- _SOURCE EXTRACT_:
----------------------------------------

The last time it was “more valuable” than Apple, the year was 2010. And it was even further back in 2003 when it was the world’s “biggest” company.
So what went wrong, and how are they learning from their mistakes today” And more importantly, still, what can SMEs learn from these lessons?
Microsoft grew this week
On Monday, Microsoft’s stock market valuation briefly hit $812.93bn (?633.85bn), against just $812.60bn (?633.61bn) for Apple, with Amazon trailing on $773bn (?602bn).
Although Apple was back on top by the time Wall Street closed on Monday evening, there is a likely chance, if trends are to be believed, that Microsoft could hit the top spot again during the next couple of days. But why?
Not only has the substantial drop in Apple’s share price had a part to play (due to Christmas sales and tariffs concerns) sources also state that a change in leadership has helped Microsoft up their game in the consumer tech market.
Satya Nadella became Microsoft’s chief executive in February 2014, taking over from Steve Ballmer. According to Sky News, Nadella’s quieter and more considered approach to business strategy has helped the company rebuild itself from the ashes:
A change of leadership, and perspective
Under this newer leadership, Microsoft is now a strong runner-up in the cloud industry, a sector they had previously ignored and lagged behind for too long. But now, it’s services are second only to Amazon Web Services, and beating out the competition from Google, its Azure platform is a welcome addition to the company’s digital development.
“When Mr Nadella – a much quieter and calmer figure – assumed control, Microsoft was a challenged business. The Indian-born executive has rebuilt it in several ways. Where once Microsoft dominated the PC market, Mr Nadella has invested heavily in the cloud, ensuring that the company now offers a range of services, including networking, software, databases, servers and storage, over the internet.”
” Ian King, Sky News
However, his predecessor made crucial business mistakes by ignoring the competition stimulated by technological innovation.
He also made the misguided judgement that Microsoft was immune to this competition. Let’s read about what he did wrong, and discover what constructive lessons SMEs can take from these mistakes.
Alikening the Linux open source operating system as a form of “cancer”, King commented that Ballmer saw such innovations as a potential nail in the coffin for commercial producers of code like Microsoft.
Such a comment certainly didn’t help Microsoft’s outward representation. In fact, it encouraged people to view the business as the enemy of tech lovers.
“Mr Ballmer, a big bear of a man, was noisy, raucous, brash and aggressive in how he ran the business. He positioned Microsoft as a fierce opponent of open-source software, such as the internet browsers Mozilla and Firefox, which is open to anyone to look at or modify and which is developed by programmers working collaboratively.” Ian King, Sky News
He ignored new innovations and the companies that were championing them
Moving into the millennial years, Ballmer’s ego led him to overlook the growing threats of Apple, Google and Facebook.

----------------------------------------

- _EXTRACTED INFORMATION_:
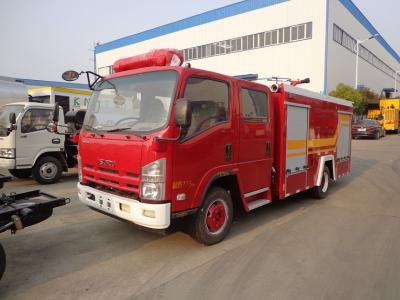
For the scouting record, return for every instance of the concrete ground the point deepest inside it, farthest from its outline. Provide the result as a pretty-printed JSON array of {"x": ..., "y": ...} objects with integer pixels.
[{"x": 344, "y": 247}]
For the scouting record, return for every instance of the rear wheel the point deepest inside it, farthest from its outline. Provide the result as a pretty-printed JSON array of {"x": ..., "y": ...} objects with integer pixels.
[
  {"x": 214, "y": 219},
  {"x": 47, "y": 170},
  {"x": 320, "y": 192},
  {"x": 21, "y": 173},
  {"x": 2, "y": 261}
]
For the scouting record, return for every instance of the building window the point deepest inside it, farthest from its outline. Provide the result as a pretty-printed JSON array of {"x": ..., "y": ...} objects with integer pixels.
[
  {"x": 252, "y": 41},
  {"x": 261, "y": 38},
  {"x": 287, "y": 35},
  {"x": 294, "y": 33},
  {"x": 309, "y": 30},
  {"x": 244, "y": 43},
  {"x": 347, "y": 41},
  {"x": 281, "y": 36},
  {"x": 255, "y": 37},
  {"x": 274, "y": 37},
  {"x": 268, "y": 37},
  {"x": 301, "y": 32}
]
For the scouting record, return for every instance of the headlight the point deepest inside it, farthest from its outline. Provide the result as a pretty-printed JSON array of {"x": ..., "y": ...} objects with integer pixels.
[
  {"x": 7, "y": 152},
  {"x": 153, "y": 180}
]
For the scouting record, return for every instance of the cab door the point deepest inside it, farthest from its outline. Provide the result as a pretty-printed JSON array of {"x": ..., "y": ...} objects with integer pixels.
[
  {"x": 255, "y": 145},
  {"x": 208, "y": 146},
  {"x": 32, "y": 137}
]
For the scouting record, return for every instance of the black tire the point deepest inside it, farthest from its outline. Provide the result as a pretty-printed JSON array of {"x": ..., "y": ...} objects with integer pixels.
[
  {"x": 2, "y": 261},
  {"x": 47, "y": 170},
  {"x": 214, "y": 219},
  {"x": 320, "y": 192},
  {"x": 21, "y": 173}
]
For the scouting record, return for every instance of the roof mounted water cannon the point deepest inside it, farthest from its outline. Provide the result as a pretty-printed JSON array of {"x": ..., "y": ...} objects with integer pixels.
[
  {"x": 298, "y": 81},
  {"x": 71, "y": 75},
  {"x": 155, "y": 58},
  {"x": 275, "y": 87}
]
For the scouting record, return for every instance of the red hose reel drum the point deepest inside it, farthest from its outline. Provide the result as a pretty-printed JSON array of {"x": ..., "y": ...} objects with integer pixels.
[{"x": 155, "y": 58}]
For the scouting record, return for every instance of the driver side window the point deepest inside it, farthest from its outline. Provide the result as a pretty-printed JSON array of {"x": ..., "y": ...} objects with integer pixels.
[
  {"x": 210, "y": 103},
  {"x": 35, "y": 120}
]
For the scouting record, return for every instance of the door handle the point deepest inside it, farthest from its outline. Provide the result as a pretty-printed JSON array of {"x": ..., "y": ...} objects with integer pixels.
[
  {"x": 228, "y": 152},
  {"x": 268, "y": 149}
]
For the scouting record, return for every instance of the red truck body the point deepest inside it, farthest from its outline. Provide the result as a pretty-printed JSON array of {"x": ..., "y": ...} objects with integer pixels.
[{"x": 253, "y": 159}]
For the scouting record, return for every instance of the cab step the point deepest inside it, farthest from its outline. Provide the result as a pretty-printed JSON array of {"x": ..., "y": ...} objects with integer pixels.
[{"x": 258, "y": 203}]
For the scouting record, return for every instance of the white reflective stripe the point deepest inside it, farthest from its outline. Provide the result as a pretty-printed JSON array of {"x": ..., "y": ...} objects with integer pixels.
[
  {"x": 297, "y": 104},
  {"x": 306, "y": 93},
  {"x": 258, "y": 203},
  {"x": 256, "y": 192},
  {"x": 136, "y": 212}
]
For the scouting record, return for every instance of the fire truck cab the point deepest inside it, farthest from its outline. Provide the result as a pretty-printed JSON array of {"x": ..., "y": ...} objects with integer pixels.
[{"x": 161, "y": 141}]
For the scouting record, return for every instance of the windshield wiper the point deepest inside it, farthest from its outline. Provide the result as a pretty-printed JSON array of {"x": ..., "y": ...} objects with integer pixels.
[
  {"x": 123, "y": 129},
  {"x": 119, "y": 129}
]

----------------------------------------

- _CHECK YOUR UNDERSTANDING_:
1. Answer these questions from the Microsoft article:
(a) In what month and year did Satya Nadella become Microsoft's chief executive, and whom did he take over from?
(b) Which company's cloud services is Microsoft's now second only to?
(c) Which three companies' growing threats did Ballmer overlook?
2. Rewrite the paragraph of the Microsoft article that begins "Under this newer leadership" as a short bulleted list that keeps its main facts.
3. Please repeat the part of the Microsoft article starting at "The last time" and ending at "from these lessons?", word for word.

- _EXPECTED RESULTS_:
1.
(a) February 2014; he took over from Steve Ballmer.
(b) Amazon Web Services.
(c) Apple, Google and Facebook.

2.
- Under its newer leadership, Microsoft is a strong runner-up in the cloud industry.
- It had previously ignored the sector and lagged behind for too long.
- Its services are now second only to Amazon Web Services.
- It is beating the competition from Google.
- Its Azure platform is a welcome addition to the company's digital development.

3.
The last time it was “more valuable” than Apple, the year was 2010. And it was even further back in 2003 when it was the world’s “biggest” company.
So what went wrong, and how are they learning from their mistakes today” And more importantly, still, what can SMEs learn from these lessons?